_WORK TO DO_:
Go through the records underneath and write each one out again exactly.

_LISTED RECORDS_:

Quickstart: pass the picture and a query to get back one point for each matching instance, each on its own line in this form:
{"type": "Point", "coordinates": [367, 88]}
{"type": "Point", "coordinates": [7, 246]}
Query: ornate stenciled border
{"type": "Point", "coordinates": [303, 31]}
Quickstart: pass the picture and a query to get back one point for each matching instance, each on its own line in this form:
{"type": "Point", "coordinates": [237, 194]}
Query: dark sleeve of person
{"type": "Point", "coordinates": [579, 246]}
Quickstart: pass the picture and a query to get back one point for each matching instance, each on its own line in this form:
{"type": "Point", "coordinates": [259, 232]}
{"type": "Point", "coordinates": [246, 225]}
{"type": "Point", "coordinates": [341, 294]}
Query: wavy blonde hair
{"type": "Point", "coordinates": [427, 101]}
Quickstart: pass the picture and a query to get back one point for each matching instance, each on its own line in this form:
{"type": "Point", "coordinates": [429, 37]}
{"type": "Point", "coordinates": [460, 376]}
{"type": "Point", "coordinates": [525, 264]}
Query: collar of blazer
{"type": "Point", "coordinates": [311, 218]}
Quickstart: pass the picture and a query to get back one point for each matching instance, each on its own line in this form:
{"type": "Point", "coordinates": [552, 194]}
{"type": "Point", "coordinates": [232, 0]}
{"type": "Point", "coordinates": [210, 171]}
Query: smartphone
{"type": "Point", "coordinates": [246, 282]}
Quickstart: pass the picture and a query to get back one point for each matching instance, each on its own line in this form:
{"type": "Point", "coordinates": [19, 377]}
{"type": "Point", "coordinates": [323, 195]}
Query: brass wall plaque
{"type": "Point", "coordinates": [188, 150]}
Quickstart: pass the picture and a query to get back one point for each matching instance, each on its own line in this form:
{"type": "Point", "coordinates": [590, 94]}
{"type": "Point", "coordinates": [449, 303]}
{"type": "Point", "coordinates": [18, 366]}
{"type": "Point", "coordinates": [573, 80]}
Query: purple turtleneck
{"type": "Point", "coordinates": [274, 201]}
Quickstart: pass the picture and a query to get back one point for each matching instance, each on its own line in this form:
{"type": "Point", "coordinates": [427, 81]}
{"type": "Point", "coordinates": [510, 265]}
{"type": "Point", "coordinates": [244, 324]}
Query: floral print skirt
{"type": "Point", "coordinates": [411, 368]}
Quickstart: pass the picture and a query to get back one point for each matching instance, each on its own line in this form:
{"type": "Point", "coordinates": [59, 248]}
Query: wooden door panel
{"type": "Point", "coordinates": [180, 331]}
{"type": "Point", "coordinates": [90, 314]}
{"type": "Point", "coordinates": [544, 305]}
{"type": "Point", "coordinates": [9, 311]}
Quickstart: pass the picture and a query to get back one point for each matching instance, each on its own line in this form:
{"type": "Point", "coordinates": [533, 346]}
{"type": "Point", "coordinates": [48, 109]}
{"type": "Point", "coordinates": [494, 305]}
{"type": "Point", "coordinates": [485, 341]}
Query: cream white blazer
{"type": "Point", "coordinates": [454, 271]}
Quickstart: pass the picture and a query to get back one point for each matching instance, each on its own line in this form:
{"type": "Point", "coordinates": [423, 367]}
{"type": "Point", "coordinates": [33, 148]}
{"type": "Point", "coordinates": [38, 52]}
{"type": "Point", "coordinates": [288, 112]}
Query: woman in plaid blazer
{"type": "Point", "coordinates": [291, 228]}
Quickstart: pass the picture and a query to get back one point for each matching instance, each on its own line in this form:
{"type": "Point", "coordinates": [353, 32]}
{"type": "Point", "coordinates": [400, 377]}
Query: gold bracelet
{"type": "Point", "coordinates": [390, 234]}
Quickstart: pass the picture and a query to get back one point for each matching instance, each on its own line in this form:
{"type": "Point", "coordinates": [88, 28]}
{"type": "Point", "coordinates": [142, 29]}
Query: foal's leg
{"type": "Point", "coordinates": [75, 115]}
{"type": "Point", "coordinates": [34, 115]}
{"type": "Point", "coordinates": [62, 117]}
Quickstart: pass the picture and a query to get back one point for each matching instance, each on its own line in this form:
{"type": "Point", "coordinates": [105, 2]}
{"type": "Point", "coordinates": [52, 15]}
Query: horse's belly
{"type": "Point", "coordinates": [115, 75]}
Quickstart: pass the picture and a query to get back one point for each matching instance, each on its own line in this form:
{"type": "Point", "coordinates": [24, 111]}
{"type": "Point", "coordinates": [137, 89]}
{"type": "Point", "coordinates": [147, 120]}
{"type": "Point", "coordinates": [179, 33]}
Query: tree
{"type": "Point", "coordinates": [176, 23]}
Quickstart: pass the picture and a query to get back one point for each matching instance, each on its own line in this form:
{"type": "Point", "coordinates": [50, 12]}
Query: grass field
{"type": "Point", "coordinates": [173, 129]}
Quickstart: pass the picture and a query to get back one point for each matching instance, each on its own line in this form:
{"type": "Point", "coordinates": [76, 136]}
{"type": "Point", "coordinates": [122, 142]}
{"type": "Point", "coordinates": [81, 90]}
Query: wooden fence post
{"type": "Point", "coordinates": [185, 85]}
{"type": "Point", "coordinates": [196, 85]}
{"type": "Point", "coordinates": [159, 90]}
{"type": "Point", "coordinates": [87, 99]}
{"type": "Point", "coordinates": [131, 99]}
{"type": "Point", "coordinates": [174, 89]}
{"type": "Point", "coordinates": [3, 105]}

_EXPECTED ANSWER_:
Quickstart: pass the picture and a query to get back one point for each matching instance, each on its own line in this form:
{"type": "Point", "coordinates": [367, 88]}
{"type": "Point", "coordinates": [7, 246]}
Query: ornate stenciled border
{"type": "Point", "coordinates": [303, 31]}
Quickstart: pass the picture and a query to get back one point for each matching instance, each on its own line in this form:
{"type": "Point", "coordinates": [237, 194]}
Query: dark sleeve of person
{"type": "Point", "coordinates": [579, 246]}
Quickstart: pass the picture and a query to get back one point for each matching instance, each on its own line in this form:
{"type": "Point", "coordinates": [259, 232]}
{"type": "Point", "coordinates": [246, 225]}
{"type": "Point", "coordinates": [341, 294]}
Query: wavy blonde hair
{"type": "Point", "coordinates": [427, 101]}
Quickstart: pass the picture and a query to get back one point for each matching instance, each on its own line in this form:
{"type": "Point", "coordinates": [429, 37]}
{"type": "Point", "coordinates": [460, 376]}
{"type": "Point", "coordinates": [525, 264]}
Query: collar of blazer
{"type": "Point", "coordinates": [311, 218]}
Quickstart: pass the picture and a query to get back one point for each matching instance, each on its own line in this form:
{"type": "Point", "coordinates": [552, 194]}
{"type": "Point", "coordinates": [232, 0]}
{"type": "Point", "coordinates": [210, 171]}
Query: smartphone
{"type": "Point", "coordinates": [246, 282]}
Quickstart: pass the picture and a query to get back one point for each matching instance, each on its own line in this form:
{"type": "Point", "coordinates": [19, 377]}
{"type": "Point", "coordinates": [323, 195]}
Query: brass wall plaque
{"type": "Point", "coordinates": [188, 150]}
Quickstart: pass the picture and a query to get back one point for each matching instance, each on its own line in this form:
{"type": "Point", "coordinates": [590, 94]}
{"type": "Point", "coordinates": [449, 303]}
{"type": "Point", "coordinates": [18, 366]}
{"type": "Point", "coordinates": [573, 80]}
Query: purple turtleneck
{"type": "Point", "coordinates": [274, 201]}
Quickstart: pass the picture and a query to get back one point for each matching instance, each on its own line in this form:
{"type": "Point", "coordinates": [427, 81]}
{"type": "Point", "coordinates": [510, 265]}
{"type": "Point", "coordinates": [244, 324]}
Query: floral print skirt
{"type": "Point", "coordinates": [411, 368]}
Quickstart: pass the picture and a query to get back one point for each matching instance, each on its own line in this form:
{"type": "Point", "coordinates": [59, 248]}
Query: wooden door panel
{"type": "Point", "coordinates": [180, 331]}
{"type": "Point", "coordinates": [90, 314]}
{"type": "Point", "coordinates": [544, 305]}
{"type": "Point", "coordinates": [9, 311]}
Quickstart: pass the picture and a query to get back one point for each matching instance, each on its own line in this form:
{"type": "Point", "coordinates": [533, 346]}
{"type": "Point", "coordinates": [48, 109]}
{"type": "Point", "coordinates": [494, 305]}
{"type": "Point", "coordinates": [485, 341]}
Query: cream white blazer
{"type": "Point", "coordinates": [454, 271]}
Quickstart: pass the picture and a query to get back one point for each matching instance, each on its own line in this form:
{"type": "Point", "coordinates": [423, 367]}
{"type": "Point", "coordinates": [33, 148]}
{"type": "Point", "coordinates": [38, 52]}
{"type": "Point", "coordinates": [288, 112]}
Query: woman in plaid blazer
{"type": "Point", "coordinates": [291, 228]}
Quickstart: pass the picture and a query to get back one point for each matching instance, each on its own line in this form:
{"type": "Point", "coordinates": [353, 32]}
{"type": "Point", "coordinates": [400, 377]}
Query: gold bracelet
{"type": "Point", "coordinates": [390, 234]}
Quickstart: pass the picture and a query to get back one point for each matching instance, each on its own line in this form:
{"type": "Point", "coordinates": [88, 28]}
{"type": "Point", "coordinates": [142, 29]}
Query: foal's leg
{"type": "Point", "coordinates": [75, 115]}
{"type": "Point", "coordinates": [34, 115]}
{"type": "Point", "coordinates": [62, 117]}
Quickstart: pass the picture and a query to get back one point for each matching instance, each on its own line in this form:
{"type": "Point", "coordinates": [105, 2]}
{"type": "Point", "coordinates": [52, 15]}
Query: horse's belly
{"type": "Point", "coordinates": [115, 75]}
Quickstart: pass the picture and a query to get back one point for each matching instance, each on its own line in this form:
{"type": "Point", "coordinates": [24, 111]}
{"type": "Point", "coordinates": [137, 89]}
{"type": "Point", "coordinates": [147, 120]}
{"type": "Point", "coordinates": [179, 33]}
Query: tree
{"type": "Point", "coordinates": [176, 23]}
Quickstart: pass the picture and a query to get back one point for each matching instance, each on its own line in this form:
{"type": "Point", "coordinates": [50, 12]}
Query: grass field
{"type": "Point", "coordinates": [173, 129]}
Quickstart: pass the picture and a query to get back one point for each matching instance, each on its own line in this form:
{"type": "Point", "coordinates": [76, 136]}
{"type": "Point", "coordinates": [122, 142]}
{"type": "Point", "coordinates": [81, 90]}
Query: wooden fence post
{"type": "Point", "coordinates": [185, 85]}
{"type": "Point", "coordinates": [196, 85]}
{"type": "Point", "coordinates": [159, 90]}
{"type": "Point", "coordinates": [87, 99]}
{"type": "Point", "coordinates": [131, 99]}
{"type": "Point", "coordinates": [174, 89]}
{"type": "Point", "coordinates": [3, 105]}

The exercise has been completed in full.